[EXCERPT]

I was wandering around by myself in Paris a few weeks ago when I chanced upon a Chinese couple having their picture taken on the bridge (the Pont de la Tournelle) that links the Ile Saint-Louis with the Left Bank.
I smiled because it reminded me of Chinese friends and family who’d also gone to astonishing lengths to create really beautiful wedding albums. But these had typically involved more modest devices like studio backdrops and costume changes and settings within easy reach of where they lived in Kuala Lumpur or Singapore.
But here, in Paris, was a couple taking things to the next level. Something told me that they were from mainland China and that money was no object; I guessed her father’s money was no object but I could be wrong.
Then, having walked past, I doubled back, camera in hand, because the whole set up started me thinking about the power of ideas. That may seem like a leap but bear with me. Hopefully you’ll see it’s not even if it perhaps raises more questions that answers.
I was always taken with the idea that the TV show Dallas did more to bring down the Berlin Wall than any number of US or British tank divisions or missile batteries. So the argument goes that the ‘Ossies’ (East Germans) picked up West German terrestrial TV broadcasts and got a window into the life they supposed people were living in the United States. On one level it shows the dangers of having a propaganda led media; if no one trusts what it says, if the picture it presents is so easily contradicted by what people see with their own eyes when they watch Dallas, then it’s very hard to persuade a sceptical audience that Dallas is pure fiction. media without credibility is media without influence or power.
What they saw of the West was simply unbelievably glamorous. East Germans wanted a piece of it.
In truth it wasn’t just Dallas. Everyday broadcasts showing life in the West and the higher standard of living gave the lie to what the Communist authorities claimed about life over the border.

[/EXCERPT]
[DATA LISTING]

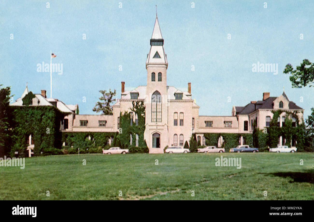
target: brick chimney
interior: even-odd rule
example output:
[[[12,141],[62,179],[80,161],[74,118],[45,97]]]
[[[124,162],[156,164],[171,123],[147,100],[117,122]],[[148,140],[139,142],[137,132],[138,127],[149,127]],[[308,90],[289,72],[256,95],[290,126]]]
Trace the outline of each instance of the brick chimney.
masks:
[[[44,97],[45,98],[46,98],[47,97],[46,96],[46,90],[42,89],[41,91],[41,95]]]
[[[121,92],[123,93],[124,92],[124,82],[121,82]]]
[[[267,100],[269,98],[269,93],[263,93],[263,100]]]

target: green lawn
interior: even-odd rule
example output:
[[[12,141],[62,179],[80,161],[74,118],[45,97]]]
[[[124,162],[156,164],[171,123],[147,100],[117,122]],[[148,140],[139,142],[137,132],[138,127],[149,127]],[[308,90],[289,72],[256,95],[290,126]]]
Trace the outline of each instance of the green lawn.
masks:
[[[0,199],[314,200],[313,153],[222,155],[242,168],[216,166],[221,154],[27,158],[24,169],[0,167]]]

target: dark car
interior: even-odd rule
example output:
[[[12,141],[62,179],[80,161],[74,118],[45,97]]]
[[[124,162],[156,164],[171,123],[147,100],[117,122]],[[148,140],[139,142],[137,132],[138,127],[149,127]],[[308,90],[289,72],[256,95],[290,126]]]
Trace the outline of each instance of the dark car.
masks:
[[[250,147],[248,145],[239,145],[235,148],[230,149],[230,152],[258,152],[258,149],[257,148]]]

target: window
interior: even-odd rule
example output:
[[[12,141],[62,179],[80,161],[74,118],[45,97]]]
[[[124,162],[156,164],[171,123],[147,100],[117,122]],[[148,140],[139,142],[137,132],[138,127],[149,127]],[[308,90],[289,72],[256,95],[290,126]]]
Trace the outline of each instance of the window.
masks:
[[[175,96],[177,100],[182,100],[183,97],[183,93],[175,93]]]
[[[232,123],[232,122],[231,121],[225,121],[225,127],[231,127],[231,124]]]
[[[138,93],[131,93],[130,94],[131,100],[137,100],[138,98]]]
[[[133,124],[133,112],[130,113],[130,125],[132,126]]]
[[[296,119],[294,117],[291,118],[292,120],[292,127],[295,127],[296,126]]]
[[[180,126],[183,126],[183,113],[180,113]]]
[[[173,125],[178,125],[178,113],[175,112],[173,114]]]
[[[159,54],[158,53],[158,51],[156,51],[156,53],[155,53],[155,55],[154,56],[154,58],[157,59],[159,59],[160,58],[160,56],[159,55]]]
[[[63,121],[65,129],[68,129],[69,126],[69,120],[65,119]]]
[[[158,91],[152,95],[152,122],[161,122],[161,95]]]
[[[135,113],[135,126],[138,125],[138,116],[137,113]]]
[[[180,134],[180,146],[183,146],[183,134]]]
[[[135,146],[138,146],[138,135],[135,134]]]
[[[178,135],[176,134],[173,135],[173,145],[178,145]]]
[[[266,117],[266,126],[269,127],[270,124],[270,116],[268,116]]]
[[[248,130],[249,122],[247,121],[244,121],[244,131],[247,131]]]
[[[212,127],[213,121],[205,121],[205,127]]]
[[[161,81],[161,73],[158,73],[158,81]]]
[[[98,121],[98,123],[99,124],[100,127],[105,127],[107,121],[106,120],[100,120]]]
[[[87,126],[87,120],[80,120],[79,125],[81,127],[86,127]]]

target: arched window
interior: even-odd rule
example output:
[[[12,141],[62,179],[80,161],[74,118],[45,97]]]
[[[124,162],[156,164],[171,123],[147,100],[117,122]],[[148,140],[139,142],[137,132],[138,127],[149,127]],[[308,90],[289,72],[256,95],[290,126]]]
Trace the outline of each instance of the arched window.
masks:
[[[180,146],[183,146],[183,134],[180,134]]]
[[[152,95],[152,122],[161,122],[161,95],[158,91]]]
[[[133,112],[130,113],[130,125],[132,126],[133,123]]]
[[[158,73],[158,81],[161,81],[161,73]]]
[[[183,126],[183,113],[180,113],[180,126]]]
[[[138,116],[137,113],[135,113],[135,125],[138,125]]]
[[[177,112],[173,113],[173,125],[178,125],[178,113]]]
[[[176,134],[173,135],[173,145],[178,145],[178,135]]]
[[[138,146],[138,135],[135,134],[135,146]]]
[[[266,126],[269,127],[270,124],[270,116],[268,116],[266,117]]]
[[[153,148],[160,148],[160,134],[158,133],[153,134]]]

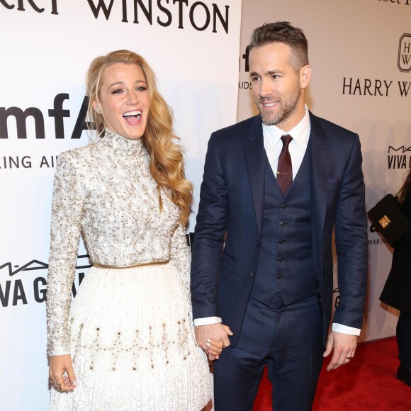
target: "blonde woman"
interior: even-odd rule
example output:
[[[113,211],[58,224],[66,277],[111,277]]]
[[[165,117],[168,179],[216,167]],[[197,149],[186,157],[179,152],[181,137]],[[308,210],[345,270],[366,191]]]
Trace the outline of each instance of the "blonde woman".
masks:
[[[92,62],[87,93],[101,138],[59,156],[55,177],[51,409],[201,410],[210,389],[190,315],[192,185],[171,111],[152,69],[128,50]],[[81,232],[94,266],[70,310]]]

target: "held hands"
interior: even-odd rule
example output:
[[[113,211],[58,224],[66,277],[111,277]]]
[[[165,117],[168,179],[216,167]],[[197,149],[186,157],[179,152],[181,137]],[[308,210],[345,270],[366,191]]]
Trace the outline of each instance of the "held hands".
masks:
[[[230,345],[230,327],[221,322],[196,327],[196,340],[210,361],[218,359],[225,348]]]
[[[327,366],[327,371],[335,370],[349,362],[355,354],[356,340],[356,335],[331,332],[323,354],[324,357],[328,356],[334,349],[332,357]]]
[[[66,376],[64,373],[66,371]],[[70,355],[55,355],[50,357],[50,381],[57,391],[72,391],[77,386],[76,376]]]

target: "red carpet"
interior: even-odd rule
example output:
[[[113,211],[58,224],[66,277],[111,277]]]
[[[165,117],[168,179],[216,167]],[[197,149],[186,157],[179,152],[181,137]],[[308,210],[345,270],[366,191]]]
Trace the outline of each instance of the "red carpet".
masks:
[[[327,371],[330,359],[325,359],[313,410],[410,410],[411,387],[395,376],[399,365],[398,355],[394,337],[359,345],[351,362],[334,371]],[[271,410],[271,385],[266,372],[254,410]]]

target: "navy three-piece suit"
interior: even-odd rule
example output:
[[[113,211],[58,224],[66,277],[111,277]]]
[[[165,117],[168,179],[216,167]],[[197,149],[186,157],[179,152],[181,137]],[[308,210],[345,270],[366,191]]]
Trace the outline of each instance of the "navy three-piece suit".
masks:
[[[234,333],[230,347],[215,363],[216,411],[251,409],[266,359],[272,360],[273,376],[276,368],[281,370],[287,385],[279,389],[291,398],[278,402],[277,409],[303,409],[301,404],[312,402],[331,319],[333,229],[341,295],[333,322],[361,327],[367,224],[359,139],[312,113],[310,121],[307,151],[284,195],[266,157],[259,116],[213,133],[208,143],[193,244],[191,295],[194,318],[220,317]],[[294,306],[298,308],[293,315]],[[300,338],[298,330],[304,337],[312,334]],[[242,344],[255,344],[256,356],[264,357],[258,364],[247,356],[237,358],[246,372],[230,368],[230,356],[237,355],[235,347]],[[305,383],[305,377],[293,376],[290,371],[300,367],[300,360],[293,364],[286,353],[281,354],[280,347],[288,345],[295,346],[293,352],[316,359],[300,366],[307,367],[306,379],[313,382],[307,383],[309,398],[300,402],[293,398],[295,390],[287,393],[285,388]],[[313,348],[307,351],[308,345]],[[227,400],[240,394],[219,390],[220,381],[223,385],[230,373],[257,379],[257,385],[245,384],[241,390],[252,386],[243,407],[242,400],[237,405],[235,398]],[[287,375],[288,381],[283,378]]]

[/DATA LISTING]

* **TASK DETAILS**
From the text about a couple's wedding photos in Paris, list the more modest devices that the Chinese friends and family had typically used for their wedding albums.

* **OUTPUT FOR THIS TASK**
- Studio backdrops
- Costume changes
- Settings within easy reach of where they lived in Kuala Lumpur or Singapore